>> START Material

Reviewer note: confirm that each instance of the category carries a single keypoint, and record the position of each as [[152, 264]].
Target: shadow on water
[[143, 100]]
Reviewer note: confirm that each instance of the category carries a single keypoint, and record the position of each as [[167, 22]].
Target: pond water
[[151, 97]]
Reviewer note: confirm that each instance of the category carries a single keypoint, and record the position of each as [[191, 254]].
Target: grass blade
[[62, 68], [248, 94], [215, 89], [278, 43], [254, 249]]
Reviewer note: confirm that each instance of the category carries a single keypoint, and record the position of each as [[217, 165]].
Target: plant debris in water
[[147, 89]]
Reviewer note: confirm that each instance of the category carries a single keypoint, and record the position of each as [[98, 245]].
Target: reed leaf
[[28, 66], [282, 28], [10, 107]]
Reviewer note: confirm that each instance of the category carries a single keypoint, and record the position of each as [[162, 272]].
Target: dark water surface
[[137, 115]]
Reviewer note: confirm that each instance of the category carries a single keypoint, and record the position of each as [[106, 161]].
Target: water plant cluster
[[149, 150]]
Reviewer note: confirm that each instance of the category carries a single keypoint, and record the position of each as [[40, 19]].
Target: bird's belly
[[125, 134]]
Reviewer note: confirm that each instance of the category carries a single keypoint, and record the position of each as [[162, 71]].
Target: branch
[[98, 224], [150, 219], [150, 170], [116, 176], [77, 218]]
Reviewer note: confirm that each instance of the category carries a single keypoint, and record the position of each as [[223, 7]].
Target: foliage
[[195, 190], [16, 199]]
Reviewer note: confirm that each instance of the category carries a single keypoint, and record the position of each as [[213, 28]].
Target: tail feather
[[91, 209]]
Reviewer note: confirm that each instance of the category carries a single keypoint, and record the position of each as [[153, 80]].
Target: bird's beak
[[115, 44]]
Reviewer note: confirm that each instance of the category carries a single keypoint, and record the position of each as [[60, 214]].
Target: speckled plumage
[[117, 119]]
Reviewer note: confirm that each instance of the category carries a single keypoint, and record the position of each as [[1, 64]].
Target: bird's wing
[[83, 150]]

>> END Material

- [What is expected]: Update the stretch from the line that contains "as [[167, 22]]." through the line that contains "[[115, 44]]" by changing every "Target" to "Label" and keeping everything else the same. Return only those lines.

- [Solved exercise]:
Reviewer note: confirm that each instance of the category carries a single keypoint, and record the position of each as [[167, 22]].
Label: pond water
[[151, 97]]
Reviewer note: confirm that each instance of the category carries a single keypoint, and record the position of each as [[191, 254]].
Label: grass blade
[[62, 68], [248, 94], [215, 89], [278, 43], [254, 249]]
Reviewer note: confirm that each instance of the category carries a single keypoint, and record the position of each as [[217, 165]].
Label: plant debris in water
[[147, 89]]
Reviewer note: confirm that each instance of the category carries a single keypoint, and record the position of each as [[98, 245]].
Label: reed leaf
[[28, 66], [282, 28], [10, 107]]
Reviewer note: confirm that each instance of the category carries a single keypoint, and record the position of each as [[162, 272]].
Label: dark water surface
[[137, 115]]
Reviewer note: confirm that each instance of the category carries a single keypoint, and record the position of each as [[106, 161]].
Label: water plant cluster
[[149, 150]]
Reviewer note: confirm that each instance of the category carries a single keypoint, and record the position of each as [[40, 19]].
Label: bird's belly
[[125, 134]]
Reviewer note: confirm that each instance of the category carries a single keypoint, and record the position of each as [[162, 71]].
Label: branch
[[98, 224], [150, 219], [150, 170], [116, 176], [77, 218]]
Reviewer note: confirm that each instance of the category carries a single keypoint, and record the position of each as [[223, 7]].
Label: foliage
[[195, 190], [16, 199]]
Reviewer note: confirm that each instance of the category carries a single keypoint, and record the position of each as [[213, 28]].
Label: tail feather
[[91, 209]]
Reviewer note: confirm that each instance of the category carries a single keypoint, and record the position of each as [[153, 80]].
Label: bird's beak
[[115, 44]]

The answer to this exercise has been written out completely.